-------- MATERIAL SHOWN

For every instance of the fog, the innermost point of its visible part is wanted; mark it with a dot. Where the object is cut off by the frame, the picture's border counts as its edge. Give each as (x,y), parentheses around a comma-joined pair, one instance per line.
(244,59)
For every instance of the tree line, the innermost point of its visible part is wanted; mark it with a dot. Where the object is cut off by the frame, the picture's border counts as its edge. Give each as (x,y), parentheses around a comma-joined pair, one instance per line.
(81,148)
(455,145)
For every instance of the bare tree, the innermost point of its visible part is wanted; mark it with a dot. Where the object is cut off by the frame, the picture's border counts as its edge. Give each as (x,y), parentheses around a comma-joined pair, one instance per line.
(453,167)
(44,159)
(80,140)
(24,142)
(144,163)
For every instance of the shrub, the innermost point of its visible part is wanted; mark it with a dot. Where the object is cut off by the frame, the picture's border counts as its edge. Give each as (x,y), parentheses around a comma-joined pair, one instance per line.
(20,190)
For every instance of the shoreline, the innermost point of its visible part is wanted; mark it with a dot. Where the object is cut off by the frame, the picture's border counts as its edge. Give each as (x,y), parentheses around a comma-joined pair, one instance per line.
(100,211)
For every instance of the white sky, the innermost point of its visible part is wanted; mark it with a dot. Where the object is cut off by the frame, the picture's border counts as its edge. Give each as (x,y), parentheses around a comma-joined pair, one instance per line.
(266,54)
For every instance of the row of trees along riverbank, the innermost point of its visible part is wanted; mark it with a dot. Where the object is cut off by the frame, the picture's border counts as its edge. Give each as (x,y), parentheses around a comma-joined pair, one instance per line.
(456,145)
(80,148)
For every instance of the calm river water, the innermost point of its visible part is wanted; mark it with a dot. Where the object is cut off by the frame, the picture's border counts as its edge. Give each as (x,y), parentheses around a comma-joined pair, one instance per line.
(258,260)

----------------

TASK DETAILS -> Please reproduce all of the entries exactly as they stand.

FINISHED TASK ->
For every instance of the fog, the innermost point of its visible part is wanted; mark it with a dot. Where the object is cut off by the frame, the picture's border counts as its edge. Give each as (x,y), parentheses around a comma-joined pair, one instance per line.
(244,59)
For every instance of the tree line, the innermost point of its visible part is wanted; mark it with a dot. Where the object is cut off by the frame, the picture's border counts as its edge. Give each as (x,y), parentheses around a comma-joined pair, one instance per line.
(81,148)
(455,145)
For every instance of the bare tree, the innermost point of its visible part is wanted; mark it with a dot. Where the object is cut off by the frame, the picture's border counts as its edge. Give each as (x,y), parentheses around a comma-joined pair, one instance per line.
(453,167)
(44,159)
(80,140)
(24,142)
(144,163)
For every instance of the shrub, the innermost point of its visible part is wanted; mark it with a dot. Where the object is cut off by the frame, the picture's border counts as its edge. Give each as (x,y), parentheses around a comma-joined pair, one instance per line.
(20,190)
For every instance of the shoreline, the innermost point of its visible part is wanted; mark it with a dot. Where the object is cut off by the frame, the picture's border counts as its edge. Give each as (x,y), parentheses around a comma-joined pair, one instance per line.
(100,211)
For every instance of the white sky, the innermost point of its visible part is wanted; mark it with a dot. Where the object is cut off by the frame, the picture's border counts as its edge. Give each as (x,y), parentheses around a comma-joined pair, one instance per line.
(266,54)
For every instance of the row of trees along riverbank, the innermost point of its visible part is wanted; mark it with a dot. Where the object is cut off by the frame, the picture's border counts as its edge. Give each as (x,y), parentheses around a comma-joined pair, one instance per line.
(456,145)
(80,148)
For every instance of the calm river water, the innermost point of its visible part is wanted; mark it with a dot. Where the object is cut off by the frame, the picture's border counts as its edge. Give each as (x,y), parentheses around a comma-joined pair, one instance per line.
(258,260)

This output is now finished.